• EXTRACTED TEXT:
================

PCS: Keep, Shred or Toss?

Whether you’re motivated by an upcoming PCS or it’s simply time for a little spring cleaning, the occasional purge of unwanted household items can feel like a fresh start. When you’re done cleaning out the closets, remember that same sense of accomplishment can be had when it’s time to tidy up your financial documents. 

If you’re setting out to “Marie Kondo” the piles of paperwork in your file cabinet and all that snail mail stacking up on your kitchen counter, the classic KonMari question – “does this bring me joy?” -- won’t necessarily apply to your financial and tax paperwork.  (Even as a financial planner, taxes never bring me joy.) 

How long do I need to keep my tax records?  Do I really need 10 years’ worth of utility bills? And what about all these canceled checks?

By following a few simple rules, you can tackle the piles of paper and send your financial documents off to the shredder with a little gratitude.

Keep forever. Important life documents, especially those that are difficult to replace, should be kept in a “forever” file, preferably in a fire safe box or similarly protected.

================

Point-per-instance localization data:
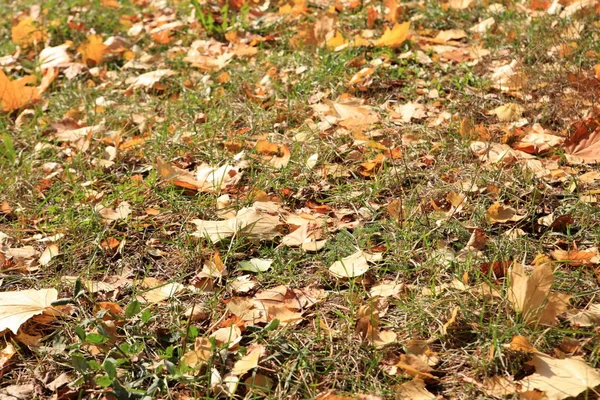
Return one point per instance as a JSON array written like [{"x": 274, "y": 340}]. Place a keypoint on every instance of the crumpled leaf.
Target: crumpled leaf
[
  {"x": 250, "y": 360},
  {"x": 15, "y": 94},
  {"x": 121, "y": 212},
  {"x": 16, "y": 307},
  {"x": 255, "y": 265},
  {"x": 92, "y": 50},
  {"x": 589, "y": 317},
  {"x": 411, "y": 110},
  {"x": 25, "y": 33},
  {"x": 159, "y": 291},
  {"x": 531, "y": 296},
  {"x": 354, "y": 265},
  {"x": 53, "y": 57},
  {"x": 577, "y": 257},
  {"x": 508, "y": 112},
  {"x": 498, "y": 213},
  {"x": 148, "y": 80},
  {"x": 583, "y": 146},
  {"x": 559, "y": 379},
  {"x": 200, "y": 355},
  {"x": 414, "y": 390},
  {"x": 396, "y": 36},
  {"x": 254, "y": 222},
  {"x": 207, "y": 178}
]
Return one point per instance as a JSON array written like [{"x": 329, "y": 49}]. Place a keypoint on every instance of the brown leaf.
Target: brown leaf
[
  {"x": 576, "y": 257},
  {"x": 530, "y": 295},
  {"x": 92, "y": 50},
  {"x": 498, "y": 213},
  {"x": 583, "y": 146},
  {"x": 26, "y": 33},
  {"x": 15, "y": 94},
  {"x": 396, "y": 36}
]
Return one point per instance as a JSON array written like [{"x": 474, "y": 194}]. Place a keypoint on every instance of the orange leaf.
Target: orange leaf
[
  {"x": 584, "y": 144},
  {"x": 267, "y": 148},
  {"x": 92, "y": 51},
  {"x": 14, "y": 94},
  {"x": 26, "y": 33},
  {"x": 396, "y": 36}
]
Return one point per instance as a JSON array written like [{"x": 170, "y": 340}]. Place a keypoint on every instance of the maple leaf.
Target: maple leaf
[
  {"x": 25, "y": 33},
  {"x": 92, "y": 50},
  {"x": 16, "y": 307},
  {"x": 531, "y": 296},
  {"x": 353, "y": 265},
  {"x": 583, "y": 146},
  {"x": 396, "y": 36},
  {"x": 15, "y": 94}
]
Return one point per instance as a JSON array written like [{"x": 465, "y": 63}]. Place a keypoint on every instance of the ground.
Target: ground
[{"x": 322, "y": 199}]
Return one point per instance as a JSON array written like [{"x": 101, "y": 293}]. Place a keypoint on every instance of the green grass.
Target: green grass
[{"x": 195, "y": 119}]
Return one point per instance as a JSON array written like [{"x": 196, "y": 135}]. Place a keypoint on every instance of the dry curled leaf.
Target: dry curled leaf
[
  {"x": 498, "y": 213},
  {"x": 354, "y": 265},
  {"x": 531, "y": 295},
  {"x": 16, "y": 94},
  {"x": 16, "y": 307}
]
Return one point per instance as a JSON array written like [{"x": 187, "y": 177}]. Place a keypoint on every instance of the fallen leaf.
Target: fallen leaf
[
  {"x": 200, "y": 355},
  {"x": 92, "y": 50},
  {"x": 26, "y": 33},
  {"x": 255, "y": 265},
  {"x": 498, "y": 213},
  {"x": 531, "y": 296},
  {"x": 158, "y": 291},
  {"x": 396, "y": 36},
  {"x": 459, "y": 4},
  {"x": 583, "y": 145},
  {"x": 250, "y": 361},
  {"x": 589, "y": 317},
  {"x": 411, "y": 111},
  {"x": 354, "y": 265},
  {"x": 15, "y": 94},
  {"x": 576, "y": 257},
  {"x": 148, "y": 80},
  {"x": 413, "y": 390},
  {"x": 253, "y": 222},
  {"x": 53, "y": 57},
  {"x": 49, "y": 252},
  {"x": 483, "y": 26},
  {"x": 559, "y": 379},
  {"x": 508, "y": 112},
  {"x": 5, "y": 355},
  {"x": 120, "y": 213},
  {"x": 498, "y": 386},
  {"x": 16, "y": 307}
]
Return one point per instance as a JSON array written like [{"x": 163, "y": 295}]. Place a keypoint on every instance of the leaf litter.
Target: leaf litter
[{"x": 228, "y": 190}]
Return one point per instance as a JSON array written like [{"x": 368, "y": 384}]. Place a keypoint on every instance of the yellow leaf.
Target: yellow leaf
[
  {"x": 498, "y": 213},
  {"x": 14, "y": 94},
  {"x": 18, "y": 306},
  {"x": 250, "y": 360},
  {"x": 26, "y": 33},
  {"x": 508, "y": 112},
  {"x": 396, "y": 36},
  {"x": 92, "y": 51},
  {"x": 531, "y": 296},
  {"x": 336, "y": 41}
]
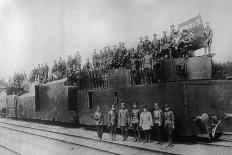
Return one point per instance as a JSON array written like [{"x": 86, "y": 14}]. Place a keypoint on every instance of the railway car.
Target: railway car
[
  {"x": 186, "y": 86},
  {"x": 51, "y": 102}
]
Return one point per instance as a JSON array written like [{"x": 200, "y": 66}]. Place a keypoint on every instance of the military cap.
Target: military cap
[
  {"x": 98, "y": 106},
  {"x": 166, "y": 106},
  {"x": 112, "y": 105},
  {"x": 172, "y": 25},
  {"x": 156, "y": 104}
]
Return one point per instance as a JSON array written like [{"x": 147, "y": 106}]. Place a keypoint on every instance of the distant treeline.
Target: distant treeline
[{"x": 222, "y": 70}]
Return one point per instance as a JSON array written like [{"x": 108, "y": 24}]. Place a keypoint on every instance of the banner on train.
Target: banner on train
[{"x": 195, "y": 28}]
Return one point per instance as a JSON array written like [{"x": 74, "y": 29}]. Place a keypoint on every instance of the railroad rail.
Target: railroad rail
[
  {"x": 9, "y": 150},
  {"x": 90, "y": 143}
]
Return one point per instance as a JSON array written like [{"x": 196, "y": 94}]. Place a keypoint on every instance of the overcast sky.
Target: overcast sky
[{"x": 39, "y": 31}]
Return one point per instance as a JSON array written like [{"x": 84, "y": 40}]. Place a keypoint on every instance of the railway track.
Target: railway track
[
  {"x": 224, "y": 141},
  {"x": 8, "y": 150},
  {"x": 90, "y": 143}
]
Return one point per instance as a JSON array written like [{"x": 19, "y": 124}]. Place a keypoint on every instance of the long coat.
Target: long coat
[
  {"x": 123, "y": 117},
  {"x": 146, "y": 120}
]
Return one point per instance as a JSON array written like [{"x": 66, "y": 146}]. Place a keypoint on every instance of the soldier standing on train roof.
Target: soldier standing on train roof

================

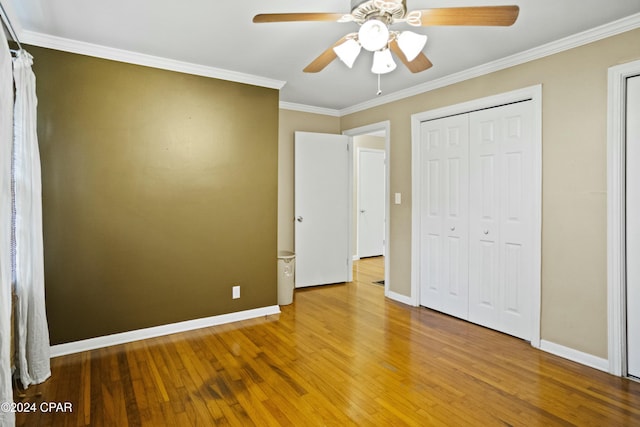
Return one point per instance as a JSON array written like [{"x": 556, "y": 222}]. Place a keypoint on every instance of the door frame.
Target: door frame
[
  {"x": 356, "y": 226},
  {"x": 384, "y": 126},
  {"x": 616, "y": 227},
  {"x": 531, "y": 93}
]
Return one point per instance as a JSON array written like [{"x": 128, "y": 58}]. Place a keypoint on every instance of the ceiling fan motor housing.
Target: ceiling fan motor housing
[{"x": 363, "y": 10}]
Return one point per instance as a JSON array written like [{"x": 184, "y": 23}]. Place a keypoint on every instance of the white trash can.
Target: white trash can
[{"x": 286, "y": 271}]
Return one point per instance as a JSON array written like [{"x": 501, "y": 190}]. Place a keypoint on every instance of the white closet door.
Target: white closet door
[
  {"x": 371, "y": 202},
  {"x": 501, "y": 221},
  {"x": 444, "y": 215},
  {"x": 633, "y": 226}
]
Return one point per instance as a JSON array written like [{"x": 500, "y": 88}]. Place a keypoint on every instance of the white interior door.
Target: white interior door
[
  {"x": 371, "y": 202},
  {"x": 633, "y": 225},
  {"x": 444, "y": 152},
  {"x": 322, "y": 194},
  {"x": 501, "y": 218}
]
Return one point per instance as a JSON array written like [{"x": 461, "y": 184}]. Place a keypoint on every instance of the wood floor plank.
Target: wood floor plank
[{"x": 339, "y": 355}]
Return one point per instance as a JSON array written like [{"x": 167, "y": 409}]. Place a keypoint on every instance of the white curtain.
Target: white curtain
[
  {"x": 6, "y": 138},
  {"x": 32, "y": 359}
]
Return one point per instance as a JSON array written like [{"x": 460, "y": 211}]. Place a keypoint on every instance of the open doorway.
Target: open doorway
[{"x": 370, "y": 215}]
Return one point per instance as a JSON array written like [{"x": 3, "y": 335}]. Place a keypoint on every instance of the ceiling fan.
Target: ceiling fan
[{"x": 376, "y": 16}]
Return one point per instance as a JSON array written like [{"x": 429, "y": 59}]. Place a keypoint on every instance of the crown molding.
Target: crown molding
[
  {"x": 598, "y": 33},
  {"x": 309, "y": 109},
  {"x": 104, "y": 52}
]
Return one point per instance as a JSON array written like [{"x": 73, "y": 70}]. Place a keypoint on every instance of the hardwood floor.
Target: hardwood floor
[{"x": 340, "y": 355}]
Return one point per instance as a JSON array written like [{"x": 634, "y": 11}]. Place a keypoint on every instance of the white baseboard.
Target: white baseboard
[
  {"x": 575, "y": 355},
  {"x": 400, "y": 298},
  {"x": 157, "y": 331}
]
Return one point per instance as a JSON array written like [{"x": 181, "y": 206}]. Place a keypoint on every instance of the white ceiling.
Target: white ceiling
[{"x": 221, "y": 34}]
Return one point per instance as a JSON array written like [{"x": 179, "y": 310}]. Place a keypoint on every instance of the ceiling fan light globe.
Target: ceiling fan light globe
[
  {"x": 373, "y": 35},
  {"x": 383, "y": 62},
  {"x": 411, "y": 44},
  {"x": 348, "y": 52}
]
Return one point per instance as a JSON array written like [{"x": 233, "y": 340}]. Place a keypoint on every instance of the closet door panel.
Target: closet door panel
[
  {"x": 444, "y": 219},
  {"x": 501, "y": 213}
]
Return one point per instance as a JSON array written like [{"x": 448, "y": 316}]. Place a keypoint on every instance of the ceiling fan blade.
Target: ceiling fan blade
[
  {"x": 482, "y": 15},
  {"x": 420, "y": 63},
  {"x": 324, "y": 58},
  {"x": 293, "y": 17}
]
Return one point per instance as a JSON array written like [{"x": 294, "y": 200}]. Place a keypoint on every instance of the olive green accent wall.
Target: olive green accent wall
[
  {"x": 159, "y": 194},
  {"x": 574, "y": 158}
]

================

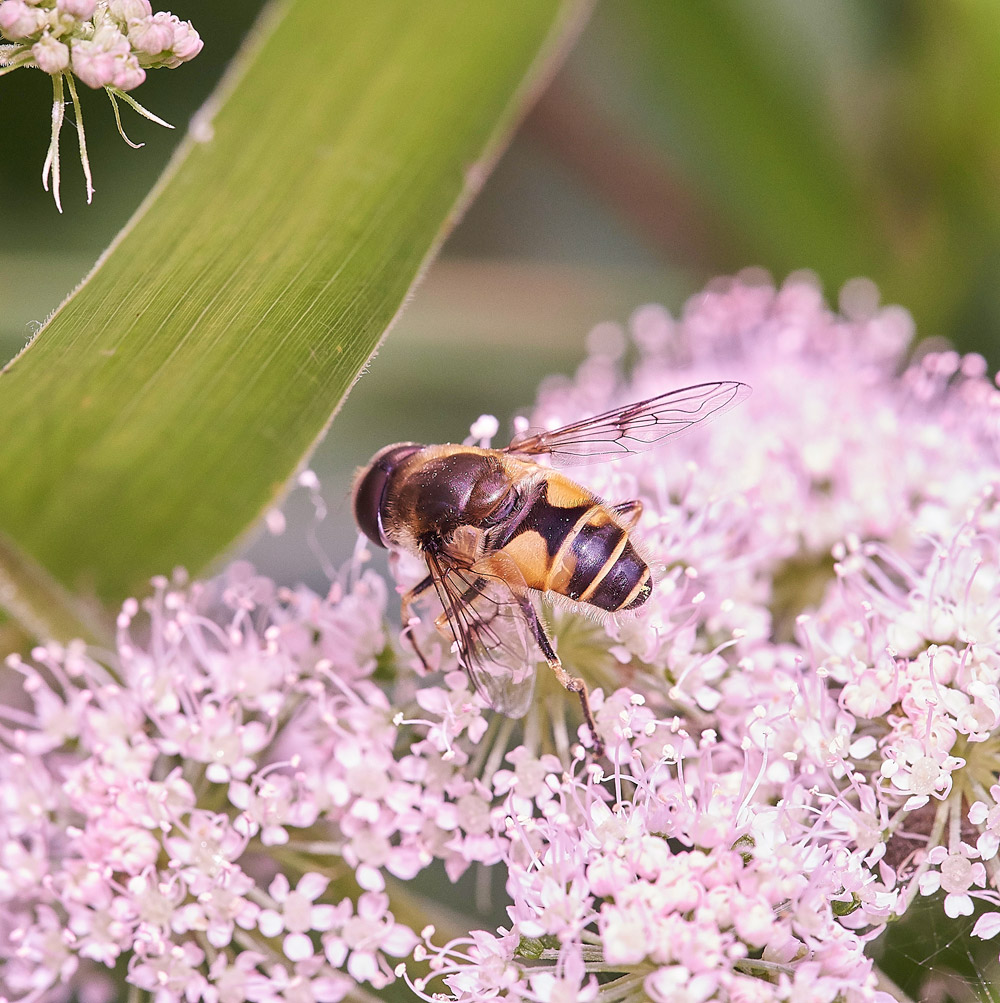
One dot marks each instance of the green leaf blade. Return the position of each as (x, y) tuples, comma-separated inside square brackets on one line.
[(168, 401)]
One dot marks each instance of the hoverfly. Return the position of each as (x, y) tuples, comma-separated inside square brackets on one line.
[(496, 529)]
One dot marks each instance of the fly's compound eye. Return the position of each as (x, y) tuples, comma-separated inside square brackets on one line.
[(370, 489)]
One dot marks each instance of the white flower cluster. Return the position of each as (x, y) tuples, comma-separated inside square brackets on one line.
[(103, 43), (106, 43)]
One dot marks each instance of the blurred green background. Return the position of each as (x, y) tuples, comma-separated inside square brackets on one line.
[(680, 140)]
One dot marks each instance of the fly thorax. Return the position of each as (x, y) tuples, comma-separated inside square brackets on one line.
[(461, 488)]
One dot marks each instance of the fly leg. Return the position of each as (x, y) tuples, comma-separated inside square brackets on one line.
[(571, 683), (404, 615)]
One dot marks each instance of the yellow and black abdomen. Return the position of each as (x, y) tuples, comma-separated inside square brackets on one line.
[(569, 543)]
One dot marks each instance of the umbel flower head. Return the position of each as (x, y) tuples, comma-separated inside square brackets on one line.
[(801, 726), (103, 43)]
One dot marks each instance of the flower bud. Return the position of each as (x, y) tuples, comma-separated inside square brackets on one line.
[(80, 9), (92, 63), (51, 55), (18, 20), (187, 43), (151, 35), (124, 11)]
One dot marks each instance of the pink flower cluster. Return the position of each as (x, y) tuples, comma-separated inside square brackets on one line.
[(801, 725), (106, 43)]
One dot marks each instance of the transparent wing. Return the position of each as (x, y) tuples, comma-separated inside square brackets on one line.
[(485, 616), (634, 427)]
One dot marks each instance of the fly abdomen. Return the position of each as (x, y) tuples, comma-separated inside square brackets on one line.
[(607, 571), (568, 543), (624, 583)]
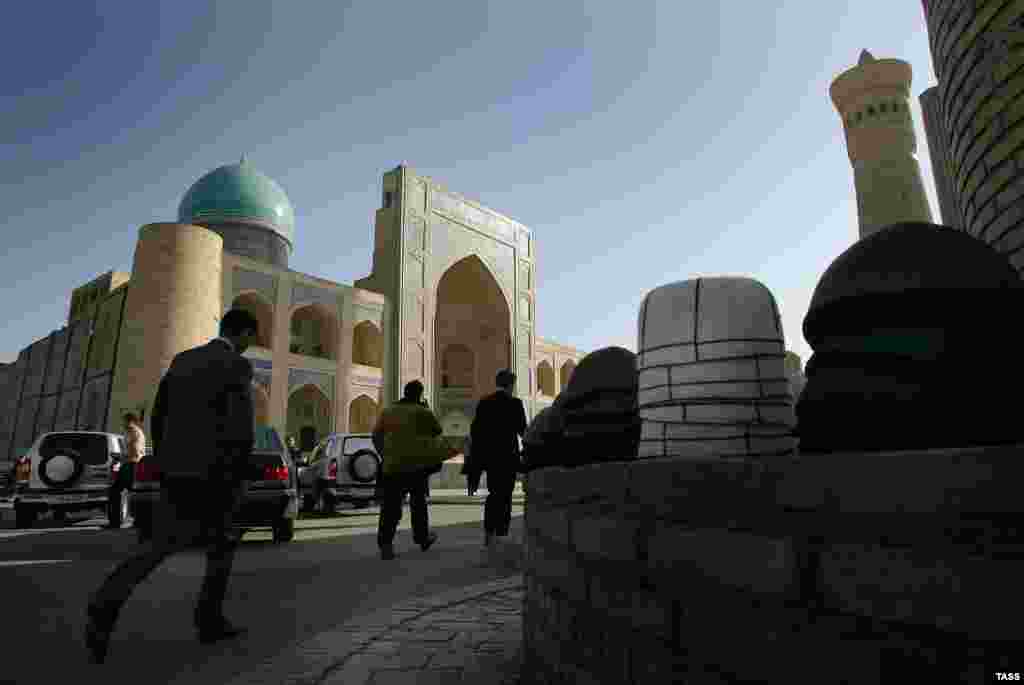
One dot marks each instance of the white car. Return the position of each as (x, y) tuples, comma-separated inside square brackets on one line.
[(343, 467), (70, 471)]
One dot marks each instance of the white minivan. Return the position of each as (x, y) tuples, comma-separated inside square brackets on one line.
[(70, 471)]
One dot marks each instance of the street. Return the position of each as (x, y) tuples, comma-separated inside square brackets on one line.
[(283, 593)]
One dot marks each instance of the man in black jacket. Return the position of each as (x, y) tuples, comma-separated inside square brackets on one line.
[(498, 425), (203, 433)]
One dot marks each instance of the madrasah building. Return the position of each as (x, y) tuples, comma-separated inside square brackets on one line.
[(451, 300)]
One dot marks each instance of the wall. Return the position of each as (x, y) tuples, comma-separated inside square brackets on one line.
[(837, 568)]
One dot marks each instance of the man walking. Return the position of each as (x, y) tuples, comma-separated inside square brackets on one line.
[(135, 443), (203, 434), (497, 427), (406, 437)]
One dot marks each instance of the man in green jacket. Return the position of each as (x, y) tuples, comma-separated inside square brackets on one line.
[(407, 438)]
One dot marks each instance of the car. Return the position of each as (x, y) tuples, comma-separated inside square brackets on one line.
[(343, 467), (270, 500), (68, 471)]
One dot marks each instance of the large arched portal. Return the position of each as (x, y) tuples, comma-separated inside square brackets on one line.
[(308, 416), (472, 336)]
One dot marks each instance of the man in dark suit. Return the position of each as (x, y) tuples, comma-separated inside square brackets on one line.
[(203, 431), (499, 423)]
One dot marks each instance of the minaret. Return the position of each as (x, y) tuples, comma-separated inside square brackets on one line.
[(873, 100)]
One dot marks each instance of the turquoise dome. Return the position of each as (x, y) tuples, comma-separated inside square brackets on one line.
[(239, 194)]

================

• PROBLEM DETAILS:
Using the article on sorting financial paperwork, explain which life documents it says deserve a "forever" file and how that file should be protected. The items are independent material and are unrelated to the text about sorting financial paperwork.

• REPLY TO THE TASK:
Important life documents, especially those that are difficult to replace, should be kept in a "forever" file. That file should preferably be stored in a fire safe box or similarly protected.